Exercise objective: Would you please output the data exactly, omitting no line?

Stored entries:
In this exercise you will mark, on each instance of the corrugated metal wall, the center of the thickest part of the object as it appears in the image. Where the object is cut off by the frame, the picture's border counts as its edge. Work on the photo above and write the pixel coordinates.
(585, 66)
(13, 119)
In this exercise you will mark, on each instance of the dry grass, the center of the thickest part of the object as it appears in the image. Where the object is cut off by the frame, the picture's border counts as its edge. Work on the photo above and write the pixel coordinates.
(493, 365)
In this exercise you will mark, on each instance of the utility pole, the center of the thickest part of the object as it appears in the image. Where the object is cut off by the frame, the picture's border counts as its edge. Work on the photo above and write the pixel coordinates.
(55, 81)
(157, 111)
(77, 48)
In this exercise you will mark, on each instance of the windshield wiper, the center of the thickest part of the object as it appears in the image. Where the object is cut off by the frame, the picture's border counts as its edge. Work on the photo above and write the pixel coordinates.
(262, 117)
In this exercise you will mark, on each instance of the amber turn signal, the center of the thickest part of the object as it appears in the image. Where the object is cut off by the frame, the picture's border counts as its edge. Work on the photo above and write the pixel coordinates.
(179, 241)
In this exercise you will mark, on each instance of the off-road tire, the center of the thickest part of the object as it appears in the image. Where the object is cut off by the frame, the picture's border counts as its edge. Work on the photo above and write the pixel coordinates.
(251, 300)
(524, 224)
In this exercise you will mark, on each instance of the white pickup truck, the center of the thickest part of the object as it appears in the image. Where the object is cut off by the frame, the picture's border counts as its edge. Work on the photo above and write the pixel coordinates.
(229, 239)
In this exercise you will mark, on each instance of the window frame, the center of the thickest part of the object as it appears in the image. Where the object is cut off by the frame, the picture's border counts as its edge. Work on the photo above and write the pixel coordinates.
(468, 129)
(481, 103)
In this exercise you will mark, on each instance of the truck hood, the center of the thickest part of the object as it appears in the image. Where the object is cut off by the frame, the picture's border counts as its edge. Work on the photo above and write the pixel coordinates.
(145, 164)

Answer below:
In this exercise you will mark, on each instance of the corrugated metal wall, the center of the thickest part of the object as it appears in the image. Where the object is cut off by the frame, the picture's border counts as its edge. Work on the photo above and write the pixel coordinates.
(585, 66)
(13, 119)
In this exercise you will mark, on each instance of the dry grass, the center of the thickest part of the object as it appears in the image. Where the object is cut off by the frame, the picture's border counts as its edge. Work on the photo above and write the pixel coordinates.
(493, 365)
In this exercise you will mark, on each instance of the utility pole, the center of the thickest part of the object as it appears in the image. Where the object is cut off by the frame, the picture's border counts as its edge. Work on the photo above and write the pixel coordinates.
(55, 81)
(157, 111)
(77, 48)
In this exercise you will mark, on each instance of the windshield wiper, the center of the thickest part of the object as it appears in the image. Where the object is cut off by the frame, the picture's border counts as its edge. Work on the photo above and write the pixel coordinates.
(262, 117)
In this exercise you will mark, on each instance of the amber turn signal, the center of the thickest part of the object as it appears in the image. Where the object is cut off by the frame, the picture's border counts as its edge. Work on the photo above and write the pixel coordinates.
(179, 241)
In this exercise you will mark, on each instance of the off-road tire, the center of the thickest part of the object as it appears in the image. Where the object is cut off by the frame, the picture's border counts as its edge. Work on the photo above and write the pixel coordinates.
(251, 300)
(524, 224)
In this exercise you will mark, on each instance of the white pickup truck, the center of the thickest part of the object as it appears in the image. Where the object is cut off by the frame, the picture's border counts as its edge. Work on the photo above and write the pixel coordinates.
(229, 239)
In this exercise you will mark, on each instance of the window frame, the center of the thickest part of the object as it appears in the image. Where the object is cut off by the frame, the picture's border counts as its edge. Work on the photo above and write the pixel coordinates.
(468, 129)
(481, 103)
In this exercise you will mark, on each instance of the truck hood, the center of the thickest part of the object as it appears in the image. Where the object is cut off by the frame, the picture's border counts as its edge. Work on the photo above and write the pixel coordinates.
(145, 164)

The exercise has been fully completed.